◆ WRITTEN EXERCISE 1 ◆
Name every architectural style that the passage on the Wall Street Historic District lists.
◆ WRITTEN EXERCISE 2 ◆
Extend the passage on the Wall Street Historic District with a few sentences that pick up after its final sentence.

Historic district in New York City

The Wall Street Historic District in New York City includes part of Wall Street and parts of nearby streets in the Financial District in Lower Manhattan. The district includes 65 contributing buildings and one contributing structure over a 63 acre listed area.

The street plan of the historic district dates back to the colonial era. The layout "reflects medieval European town patterns rather than the standard grid found throughout much of Manhattan, and together with the district's towering skyscrapers it creates the narrow 'canyons' for which the area is so famous."

The district was a part of the Dutch settlement of New Amsterdam. What later became Wall Street was originally a place where local merchants and traders would gather to trade financial securities. The majority of the district's buildings were constructed in the span of about a century between the 1830s and 1930s. Many of these buildings were skyscrapers, constructed starting in the late 19th century. There are a vast mix of architectural styles including the Federal, Greek Revival, Beaux Arts, Art Deco, and International styles. These styles were applied in various ways, such as stone facades and designs on columns.

[Contour labeling items]
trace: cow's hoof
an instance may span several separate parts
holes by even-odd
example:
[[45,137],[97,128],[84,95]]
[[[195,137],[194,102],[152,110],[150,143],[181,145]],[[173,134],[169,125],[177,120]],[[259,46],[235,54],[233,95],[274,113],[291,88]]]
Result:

* * *

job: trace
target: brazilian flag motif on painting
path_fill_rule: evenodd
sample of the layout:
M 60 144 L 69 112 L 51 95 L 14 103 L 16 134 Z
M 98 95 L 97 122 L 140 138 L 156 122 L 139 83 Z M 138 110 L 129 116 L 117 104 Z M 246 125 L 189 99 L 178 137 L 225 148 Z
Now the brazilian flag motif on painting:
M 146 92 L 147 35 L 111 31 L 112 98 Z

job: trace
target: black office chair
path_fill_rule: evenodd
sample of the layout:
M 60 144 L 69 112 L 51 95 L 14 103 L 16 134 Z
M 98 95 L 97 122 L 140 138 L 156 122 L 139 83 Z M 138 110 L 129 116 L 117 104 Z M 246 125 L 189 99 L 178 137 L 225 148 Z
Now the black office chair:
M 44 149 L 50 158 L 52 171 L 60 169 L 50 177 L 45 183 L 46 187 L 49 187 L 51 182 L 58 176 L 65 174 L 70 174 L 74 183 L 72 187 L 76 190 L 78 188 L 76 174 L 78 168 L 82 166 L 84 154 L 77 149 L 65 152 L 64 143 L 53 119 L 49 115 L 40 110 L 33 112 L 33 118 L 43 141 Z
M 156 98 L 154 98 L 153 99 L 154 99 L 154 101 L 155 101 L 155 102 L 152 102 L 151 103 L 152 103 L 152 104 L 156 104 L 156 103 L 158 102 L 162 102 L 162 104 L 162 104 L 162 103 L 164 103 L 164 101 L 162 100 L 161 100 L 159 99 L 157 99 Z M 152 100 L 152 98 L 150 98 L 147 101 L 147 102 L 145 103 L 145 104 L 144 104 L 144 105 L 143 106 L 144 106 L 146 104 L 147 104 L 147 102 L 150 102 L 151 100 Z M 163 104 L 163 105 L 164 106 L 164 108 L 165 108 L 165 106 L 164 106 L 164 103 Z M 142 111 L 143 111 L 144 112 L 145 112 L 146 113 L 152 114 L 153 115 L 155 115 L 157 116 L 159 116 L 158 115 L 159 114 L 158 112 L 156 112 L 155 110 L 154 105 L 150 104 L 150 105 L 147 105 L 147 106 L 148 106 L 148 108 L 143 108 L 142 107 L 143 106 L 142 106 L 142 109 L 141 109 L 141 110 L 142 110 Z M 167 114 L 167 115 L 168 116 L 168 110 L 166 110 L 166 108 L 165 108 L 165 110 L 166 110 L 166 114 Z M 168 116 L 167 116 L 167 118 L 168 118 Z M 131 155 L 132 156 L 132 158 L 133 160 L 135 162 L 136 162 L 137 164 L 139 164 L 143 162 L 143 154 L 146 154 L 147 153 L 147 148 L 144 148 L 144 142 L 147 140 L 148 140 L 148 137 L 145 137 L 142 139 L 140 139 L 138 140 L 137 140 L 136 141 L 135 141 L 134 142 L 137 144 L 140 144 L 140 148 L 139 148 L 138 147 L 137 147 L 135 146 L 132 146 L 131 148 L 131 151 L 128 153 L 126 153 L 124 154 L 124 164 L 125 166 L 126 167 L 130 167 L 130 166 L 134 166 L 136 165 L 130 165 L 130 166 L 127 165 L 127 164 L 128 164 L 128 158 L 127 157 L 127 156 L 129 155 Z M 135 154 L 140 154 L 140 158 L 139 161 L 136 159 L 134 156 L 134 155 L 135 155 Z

◆ TASK RESULT 1 ◆
Federal, Greek Revival, Beaux Arts, Art Deco, International

◆ TASK RESULT 2 ◆
==Sites within the district==
Within the historic district are 21 sites that are individually (i.e., separately) listed on the National Register of Historic Places (NRHP), as follows:

- Bowling Green - also a New York City Landmark
- Alexander Hamilton U.S. Custom House (1 Bowling Green) - also a New York City Landmark
- New York Stock Exchange Building (8-18 Broad Street) - also a New York City Landmark
- Broad Exchange Building (25 Broad Street) - also a New York City Landmark
- Lee, Higginson & Company Bank Building (37–41 Broad Street)
- American Bank Note Company Building (70 Broad Street) - also a New York City Landmark
- International Mercantile Marine Company Building (1 Broadway) - also a New York City Landmark
- Empire Building (71 Broadway) - also a New York City Landmark
- Equitable Building (120 Broadway) - also a New York City Landmark
- Trinity Church (Broadway and Wall Street) - also a New York City Landmark
- Federal Reserve Bank of New York Building (33 Liberty Street) - also a New York City Landmark
- Liberty Tower (55 Liberty Street) - also a New York City Landmark
- New York Chamber of Commerce Building (65 Liberty Street) - also a New York City Landmark
- Wallace Building (56 Pine Street) - also a New York City Landmark
- American Stock Exchange Building (86 Trinity Place) - also a New York City Landmark
- The House of Morgan (23 Wall Street) - also a New York City Landmark
- Federal Hall National Memorial (26 Wall Street) - also a New York City Landmark
- Bank of the Manhattan Company Building (40 Wall Street) - also a New York City Landmark
- Bank of New York Building (48 Wall Street) - also a New York City Landmark
- Merchants Exchange Building (55 Wall Street) - also a New York City Landmark
- Wall and Hanover Building (63 Wall Street)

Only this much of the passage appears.